* [Document]
_ _ _

Morning finally comes.

As Chandler makes his way down a busy London street, he is accosted by Inspector Rusk.  “Scotland Yard.  I’d like a few words if I may.”

Meanwhile, Frankenstein takes Lily out to dine where they come upon Vanessa.  Unfortunately, there is not even a flicker of recognition as Miss Ives greets the transformed woman.

lily and vanessa

Back at his office, the Inspector zooms in on the fact that Ethan had lived at the Mariner’s Inn. “There were many murders.  All guests have been accounted for.  Except for one Brona Croft, and one…Ethan Chandler.” The troubles started when Ethan arrived with his show, the Inspector notes.

“You’re a mystery.” And he wants to know Ethan’s real name…

#

While volunteering once more in the village struck by cholera, Vanessa again runs into John Clare.  “Do you know you share the name of a dead poet?”

“Yes.” He chuckles.  “Do you like poetry?”

“All sad people like poetry.  Happy people like songs,” Vanessa smiles ruefuly through one of the show’s most beautiful and elegiac lines.

_ _ _

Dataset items
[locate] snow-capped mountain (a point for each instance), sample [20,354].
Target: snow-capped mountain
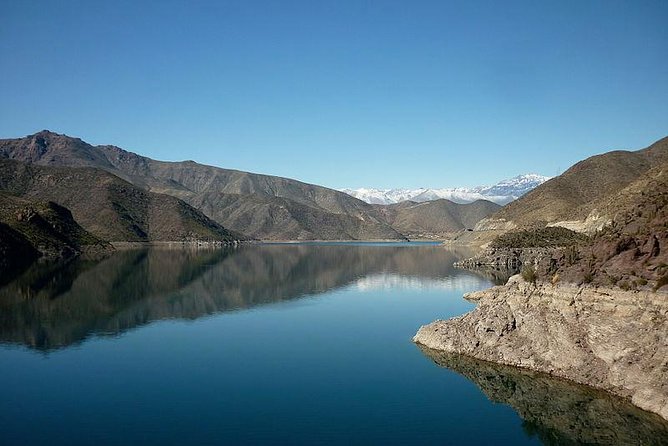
[503,192]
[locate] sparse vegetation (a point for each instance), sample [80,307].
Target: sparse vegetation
[549,237]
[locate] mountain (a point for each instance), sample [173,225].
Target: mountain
[108,207]
[584,198]
[437,218]
[30,229]
[500,193]
[260,206]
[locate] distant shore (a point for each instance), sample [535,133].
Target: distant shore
[606,338]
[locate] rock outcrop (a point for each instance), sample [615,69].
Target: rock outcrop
[606,338]
[557,411]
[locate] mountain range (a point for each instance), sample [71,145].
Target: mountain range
[587,196]
[118,195]
[501,193]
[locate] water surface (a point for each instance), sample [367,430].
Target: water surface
[276,344]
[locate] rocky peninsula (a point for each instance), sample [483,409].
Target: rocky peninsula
[605,338]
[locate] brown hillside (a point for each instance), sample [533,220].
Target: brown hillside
[583,191]
[109,207]
[309,211]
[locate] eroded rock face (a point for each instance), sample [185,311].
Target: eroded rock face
[610,339]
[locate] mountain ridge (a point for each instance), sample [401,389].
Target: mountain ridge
[501,193]
[260,206]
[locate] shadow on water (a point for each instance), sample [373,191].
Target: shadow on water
[52,306]
[559,412]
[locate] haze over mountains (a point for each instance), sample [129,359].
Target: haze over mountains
[501,193]
[255,205]
[589,194]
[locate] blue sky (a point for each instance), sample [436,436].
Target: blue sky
[343,94]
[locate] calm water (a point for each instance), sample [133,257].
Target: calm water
[278,344]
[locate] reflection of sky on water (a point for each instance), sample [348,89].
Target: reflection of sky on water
[462,282]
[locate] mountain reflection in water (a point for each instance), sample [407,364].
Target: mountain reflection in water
[559,412]
[56,305]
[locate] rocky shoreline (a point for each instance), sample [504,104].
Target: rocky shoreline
[605,338]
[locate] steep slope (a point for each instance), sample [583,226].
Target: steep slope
[578,199]
[313,212]
[31,229]
[437,218]
[108,207]
[501,193]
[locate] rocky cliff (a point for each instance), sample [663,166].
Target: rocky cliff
[610,339]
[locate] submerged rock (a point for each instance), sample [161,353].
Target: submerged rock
[609,339]
[557,411]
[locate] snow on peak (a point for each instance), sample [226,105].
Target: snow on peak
[502,192]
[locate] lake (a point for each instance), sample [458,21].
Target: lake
[271,344]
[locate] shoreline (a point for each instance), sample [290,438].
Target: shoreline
[608,339]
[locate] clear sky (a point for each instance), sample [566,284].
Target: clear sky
[343,94]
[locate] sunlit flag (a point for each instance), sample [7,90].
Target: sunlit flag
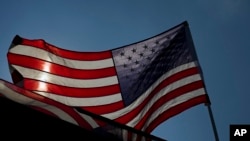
[139,85]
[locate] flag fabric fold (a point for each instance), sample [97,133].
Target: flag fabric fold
[139,85]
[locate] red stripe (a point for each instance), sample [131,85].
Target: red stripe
[39,43]
[34,85]
[38,64]
[44,111]
[80,121]
[173,94]
[105,108]
[175,77]
[175,110]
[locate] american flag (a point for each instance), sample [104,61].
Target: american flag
[139,85]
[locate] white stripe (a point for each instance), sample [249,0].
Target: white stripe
[92,101]
[138,101]
[174,102]
[19,98]
[47,56]
[64,81]
[160,94]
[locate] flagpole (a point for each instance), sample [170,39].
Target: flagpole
[212,121]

_ _ _

* [Tasks for this exercise]
**1.** Rewrite the episode recap from "Morning finally comes." through "the Inspector notes.", replacing "Mariner’s Inn" with "Mariner’s Hotel".
**2.** According to the episode recap, whom does Vanessa run into again while volunteering in the village struck by cholera?
**3.** Carry on the episode recap from its last sentence.

* [In response]
**1.**
Morning finally comes.

As Chandler makes his way down a busy London street, he is accosted by Inspector Rusk.  “Scotland Yard.  I’d like a few words if I may.”

Meanwhile, Frankenstein takes Lily out to dine where they come upon Vanessa.  Unfortunately, there is not even a flicker of recognition as Miss Ives greets the transformed woman.

lily and vanessa

Back at his office, the Inspector zooms in on the fact that Ethan had lived at the Mariner’s Hotel. “There were many murders.  All guests have been accounted for.  Except for one Brona Croft, and one…Ethan Chandler.” The troubles started when Ethan arrived with his show, the Inspector notes.

**2.** John Clare

**3.**
“I’ve always been drawn to John Clare’s story,” he continues.  “He was only five feet tall.  Sort of freakish.  Perhaps due to this, he felt  a singular affinity with the outcasts and the unloved…the broken…” And the two continue to bond over the haunting lines of I Am.

“And how are we to navigate the waters when they are so alien?” He asks at one point.

“The sea is waiting for you.” She later offers her hand for a dance.  “Set sail.”

penny dreadful john and vanesssa

Dorian Gray paints the town with Angelique until they run into someone she stole money from in the past, and Sir Malcolm enjoys more time with Mrs Poole.

“I can honestly say I’ve never met a woman like you.”

“You have no idea.”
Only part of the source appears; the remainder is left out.